# Procédure pour le recto/verso



## Anonyme (25 Juin 2009)

Hmm... comment dire...  quelqu'un pourrait-il m'expliquer la procédure pour imprimer en recto/verso ? Je veux dire : j'imprime d'abord les pages impaires, puis les pages paires. Bon, mais comment dois-je m'y prendre pour retourner le paquet déjà imprimé ? Quel côté dois-je présenter à l'imprimante ? L'en-tête ? Le pied de page ? Chaque fois que j'essaye, je me retrouve avec les dernières pages imprimées au verso des pages du début ?!? 
Merci à vous pour le coup de main !


----------



## boddy (25 Juin 2009)

domdom1 a dit:


> Chaque fois que j'essaye, je me retrouve avec les dernières pages imprimées au verso des pages du début ?!?




Ben...
Comment dire....
Et si tu essayais de mettre les feuilles dans le bon ordre AVANT de lancer l'impression 


Quant au sens des feuilles, tu pourrais les regarder sortir pour voir dans quel sens elles sont...


----------



## Anonyme (25 Juin 2009)

D'accord, mais... comment ça ? D'abord les impaires, puis les paires, non ? Sinon, pardon, mais je ne vois pas : le bon ordre ?


----------



## boddy (25 Juin 2009)

Alors, si tu as des difficultés, pourquoi ne pas les faire "une à une", c'est à dire : tu imprimes la page 1 et tu imprimes tout de suite après la page 2 en recto 

Parce que là, tu vois, je vois vraiment pas la difficulté...


----------



## EtVlan (25 Juin 2009)

# # #

CONSIGNES ET EXIGENCES -
Répondez à ces questions sur la discussion consacrée au recto/verso :
(a) Dans quel ordre la personne qui ouvre la discussion imprime-t-elle les pages ?
(b) D'après boddy, que faudrait-il faire avec les feuilles avant de lancer l'impression ?
(c) Pour savoir dans quel sens sont les feuilles, que propose boddy ?

# # #

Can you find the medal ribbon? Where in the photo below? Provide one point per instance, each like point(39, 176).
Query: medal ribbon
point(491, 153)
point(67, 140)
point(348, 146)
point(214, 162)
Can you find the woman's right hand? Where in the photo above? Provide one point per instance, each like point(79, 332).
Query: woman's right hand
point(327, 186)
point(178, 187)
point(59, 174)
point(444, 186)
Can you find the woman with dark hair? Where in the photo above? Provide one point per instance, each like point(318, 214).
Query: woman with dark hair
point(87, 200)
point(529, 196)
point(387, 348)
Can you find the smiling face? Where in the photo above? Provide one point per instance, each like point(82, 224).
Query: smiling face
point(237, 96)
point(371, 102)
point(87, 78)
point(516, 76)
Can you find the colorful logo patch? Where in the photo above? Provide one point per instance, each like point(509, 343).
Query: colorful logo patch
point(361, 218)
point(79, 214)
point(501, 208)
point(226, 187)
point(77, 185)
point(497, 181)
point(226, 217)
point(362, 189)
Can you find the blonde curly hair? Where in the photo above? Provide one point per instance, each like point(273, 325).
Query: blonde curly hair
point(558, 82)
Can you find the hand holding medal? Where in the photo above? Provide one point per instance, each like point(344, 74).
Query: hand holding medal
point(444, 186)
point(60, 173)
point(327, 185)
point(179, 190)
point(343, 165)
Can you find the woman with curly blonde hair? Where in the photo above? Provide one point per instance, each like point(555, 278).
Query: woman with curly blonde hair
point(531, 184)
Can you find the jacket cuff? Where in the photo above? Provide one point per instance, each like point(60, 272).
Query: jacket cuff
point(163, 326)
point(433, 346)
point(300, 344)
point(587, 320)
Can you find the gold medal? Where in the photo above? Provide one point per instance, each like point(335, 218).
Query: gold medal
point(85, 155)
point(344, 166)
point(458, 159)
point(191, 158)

# # #

CORRIGÉ -
(a) D'abord les pages impaires, puis les pages paires.
(b) Les mettre dans le bon ordre.
(c) Les regarder sortir pour voir dans quel sens elles sont.